Type out the data again, word for word and in full.

Data supplied
/---
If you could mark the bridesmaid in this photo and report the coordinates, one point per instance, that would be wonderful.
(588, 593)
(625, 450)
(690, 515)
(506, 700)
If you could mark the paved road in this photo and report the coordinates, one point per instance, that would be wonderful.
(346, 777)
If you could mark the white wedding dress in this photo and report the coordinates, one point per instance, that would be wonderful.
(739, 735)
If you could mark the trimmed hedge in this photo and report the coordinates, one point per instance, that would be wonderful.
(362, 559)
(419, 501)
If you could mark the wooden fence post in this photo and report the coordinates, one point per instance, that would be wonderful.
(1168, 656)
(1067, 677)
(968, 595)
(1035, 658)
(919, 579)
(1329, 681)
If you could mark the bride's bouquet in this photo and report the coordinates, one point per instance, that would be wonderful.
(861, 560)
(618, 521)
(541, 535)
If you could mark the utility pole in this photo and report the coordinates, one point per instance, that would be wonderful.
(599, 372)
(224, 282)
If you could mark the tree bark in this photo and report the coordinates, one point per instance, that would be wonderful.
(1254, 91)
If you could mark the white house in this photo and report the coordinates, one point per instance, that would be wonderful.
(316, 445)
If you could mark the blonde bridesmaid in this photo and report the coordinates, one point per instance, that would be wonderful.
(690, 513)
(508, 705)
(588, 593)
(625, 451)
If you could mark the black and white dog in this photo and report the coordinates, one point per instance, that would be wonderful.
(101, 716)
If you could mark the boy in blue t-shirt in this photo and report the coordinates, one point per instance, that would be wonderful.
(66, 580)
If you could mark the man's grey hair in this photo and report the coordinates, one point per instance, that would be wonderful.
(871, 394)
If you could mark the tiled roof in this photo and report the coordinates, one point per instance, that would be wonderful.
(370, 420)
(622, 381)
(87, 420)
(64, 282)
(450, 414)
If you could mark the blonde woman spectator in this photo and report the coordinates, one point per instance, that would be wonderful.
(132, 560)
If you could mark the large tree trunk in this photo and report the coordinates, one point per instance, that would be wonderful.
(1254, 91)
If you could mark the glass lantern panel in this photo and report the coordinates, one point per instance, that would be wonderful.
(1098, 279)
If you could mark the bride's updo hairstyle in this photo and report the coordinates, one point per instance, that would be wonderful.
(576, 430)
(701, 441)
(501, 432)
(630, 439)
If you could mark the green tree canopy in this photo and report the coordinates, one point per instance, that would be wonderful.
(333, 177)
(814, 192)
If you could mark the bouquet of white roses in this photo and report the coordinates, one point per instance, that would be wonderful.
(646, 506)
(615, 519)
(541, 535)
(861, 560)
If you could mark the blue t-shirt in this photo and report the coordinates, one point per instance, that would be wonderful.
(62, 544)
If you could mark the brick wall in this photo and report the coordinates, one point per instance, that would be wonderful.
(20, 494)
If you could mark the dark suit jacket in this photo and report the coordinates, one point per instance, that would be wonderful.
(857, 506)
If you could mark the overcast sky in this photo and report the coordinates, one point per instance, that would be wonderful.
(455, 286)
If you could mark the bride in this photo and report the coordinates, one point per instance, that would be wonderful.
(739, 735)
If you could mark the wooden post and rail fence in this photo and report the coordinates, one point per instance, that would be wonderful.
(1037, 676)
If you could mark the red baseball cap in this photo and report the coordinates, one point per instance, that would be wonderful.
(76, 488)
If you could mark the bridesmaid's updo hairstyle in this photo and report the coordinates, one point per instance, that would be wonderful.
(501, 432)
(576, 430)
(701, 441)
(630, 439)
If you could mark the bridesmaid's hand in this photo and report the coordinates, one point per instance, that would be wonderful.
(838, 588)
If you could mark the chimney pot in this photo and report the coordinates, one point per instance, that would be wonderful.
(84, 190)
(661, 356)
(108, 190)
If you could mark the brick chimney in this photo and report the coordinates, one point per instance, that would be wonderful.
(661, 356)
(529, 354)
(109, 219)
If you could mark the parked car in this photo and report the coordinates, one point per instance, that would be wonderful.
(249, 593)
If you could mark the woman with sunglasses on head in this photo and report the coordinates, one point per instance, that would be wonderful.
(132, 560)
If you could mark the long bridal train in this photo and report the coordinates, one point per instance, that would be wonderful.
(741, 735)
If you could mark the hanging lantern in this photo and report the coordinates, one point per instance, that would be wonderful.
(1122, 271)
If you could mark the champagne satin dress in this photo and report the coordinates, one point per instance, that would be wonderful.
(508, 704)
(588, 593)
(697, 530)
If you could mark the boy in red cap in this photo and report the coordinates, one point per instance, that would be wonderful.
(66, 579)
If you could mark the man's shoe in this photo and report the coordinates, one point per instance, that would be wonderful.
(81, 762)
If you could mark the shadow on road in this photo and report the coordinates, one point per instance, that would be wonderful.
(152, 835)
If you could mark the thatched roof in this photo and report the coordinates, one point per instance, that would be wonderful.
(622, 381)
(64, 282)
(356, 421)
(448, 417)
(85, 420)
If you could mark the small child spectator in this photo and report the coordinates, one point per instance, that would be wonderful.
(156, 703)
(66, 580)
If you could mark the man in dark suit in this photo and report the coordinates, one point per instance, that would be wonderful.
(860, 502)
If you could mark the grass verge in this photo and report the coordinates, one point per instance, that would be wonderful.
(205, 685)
\---
Task response
If you could mark the bridesmaid in this photo and report the coordinates, one point per instance, that would be wonderful.
(588, 593)
(625, 450)
(690, 515)
(506, 700)
If you could mark the paved road in this photo and report the coordinates, one point per instance, that would be wonderful.
(346, 777)
If you could mark the white wedding dress in this photo and report the coordinates, one point per instance, that would be wonderful.
(739, 735)
If you could mark the trimmed hedge in this photo and report the coordinates, one point per instance, that would be wonderful.
(362, 559)
(419, 501)
If you could mark the wooden fence post in this photo and report the coordinates, one point per instance, that would be wonderful.
(1168, 656)
(1067, 677)
(968, 595)
(1035, 658)
(919, 579)
(1329, 681)
If you could mark the bride's bouquet in this photo and report the coordinates, one point per instance, that would be wonderful.
(861, 560)
(618, 521)
(541, 535)
If you could mark the utility pole in this photo and report the coordinates, one point per instance, that would be wonderful.
(599, 372)
(224, 282)
If you could mark the tree bark in this photo and report the coordinates, one point per instance, that would be wonderful.
(1254, 91)
If you could mark the white house in this photo and report the coordinates, one point per instance, that would be wonderful.
(316, 445)
If you could mark the blonde bridesmaid in this photo and report the coordinates, one point per instance, that would be wonderful.
(690, 513)
(508, 705)
(588, 593)
(625, 451)
If you could mark the black and white dog in this photo and report the coordinates, one point per instance, that would be wonderful.
(101, 716)
If you could mark the boy in blue t-shirt in this photo and report the coordinates, one point per instance, that would be wonderful.
(66, 580)
If you could mark the man's grey hair in this photo and report the coordinates, one point per instance, that would be wonderful.
(871, 394)
If you could mark the tiled roof in this photo and report the coordinates, one point per instance, that would be wonderful.
(370, 420)
(622, 381)
(87, 420)
(64, 282)
(450, 414)
If you could mark the blonde woman spectator in this photo and report the coordinates, one point per instance, that would be wonderful.
(132, 560)
If you could mark the large tree trunk in this photo and report the coordinates, one point per instance, that would be wonderful.
(1254, 91)
If you could mark the glass lantern panel in this photo and report the coordinates, one point per instance, that would be wonderful.
(1098, 279)
If you could mark the bride's updo hairstyle in this photo and report the coordinates, one point per instance, that would be wonderful.
(576, 430)
(701, 441)
(501, 432)
(630, 439)
If you could mark the green tree canopy in this photo and report the coordinates, one point per instance, that would be wonderful.
(333, 177)
(814, 192)
If you could mark the bouquet of white roses in this photo and report the coordinates, one point per instance, that would be wonderful.
(646, 506)
(615, 519)
(541, 535)
(861, 560)
If you could mark the blue t-shirt in this photo and report the coordinates, one point per instance, that would be wonderful.
(62, 544)
If you could mark the brick wall in this photo and report the coordinates, one point per instance, that would be wonderful.
(20, 494)
If you could mark the dark suit jacket in this photo and report the coordinates, one point per instance, that would be wonderful.
(857, 506)
If you could mark the overcast sky in this photo and report the coordinates, one point per instance, that would be wonderful.
(455, 286)
If you could mark the bride in this photo and report the coordinates, one point per instance, that would be wonderful.
(739, 735)
If you could mark the wooden post and rail fence in this photo and report the coordinates, one point per instance, that would be wonderful.
(1037, 676)
If you could mark the red baseball cap in this photo and report the coordinates, one point per instance, that would be wonderful.
(76, 488)
If you could mark the bridesmaid's updo hairstyle in this photo and report the coordinates, one point per instance, that would be wonderful.
(501, 432)
(576, 430)
(701, 441)
(630, 439)
If you could mark the bridesmaid's hand in this photo and report the coordinates, one point per instance, that would be wonderful.
(838, 588)
If you could mark the chimney pot in this photo and report the coordinates, one point per instance, that would be wonderful.
(84, 190)
(661, 356)
(108, 190)
If you could mark the brick chimney in this photo and report the coordinates, one point per instance, that would be wonderful.
(661, 356)
(529, 354)
(109, 219)
If you could mark the parked car in this photo and report the coordinates, one point per instance, that would be wonderful.
(249, 593)
If you could mark the woman with sunglasses on head in this photo and report the coordinates, one point per instance, that would be wonderful.
(132, 560)
If you could mark the long bridal train in this photo and report the coordinates, one point per instance, that would be wonderful.
(741, 735)
If you could mark the hanging lantern in this photo and report the coordinates, one point per instance, that would be wonderful.
(1122, 271)
If you could mark the champagne satin dress in this photo and report the coordinates, one point per instance, that would be wonderful.
(508, 704)
(588, 593)
(697, 530)
If you could mark the boy in red cap in this photo and report the coordinates, one point per instance, that would be wonderful.
(66, 579)
If you could mark the man's shoe in this photo and report the coordinates, one point per instance, that would be wonderful.
(81, 762)
If you could mark the shadow on road in this photo and report the coordinates, one point per instance, that would be wonderful.
(152, 835)
If you could mark the thatched roof in this photo and report the coordinates, one point per instance, that would be wonderful.
(622, 381)
(64, 282)
(356, 421)
(448, 417)
(85, 420)
If you could mark the small child spectator in this photo and report the coordinates, one point per instance, that would be wonderful.
(156, 703)
(66, 580)
If you could mark the man in dark suit in this photo and report the coordinates, one point per instance, that would be wonderful.
(860, 502)
If you could mark the grass verge in this photo and report the coordinates, one point per instance, that would be wonderful.
(205, 685)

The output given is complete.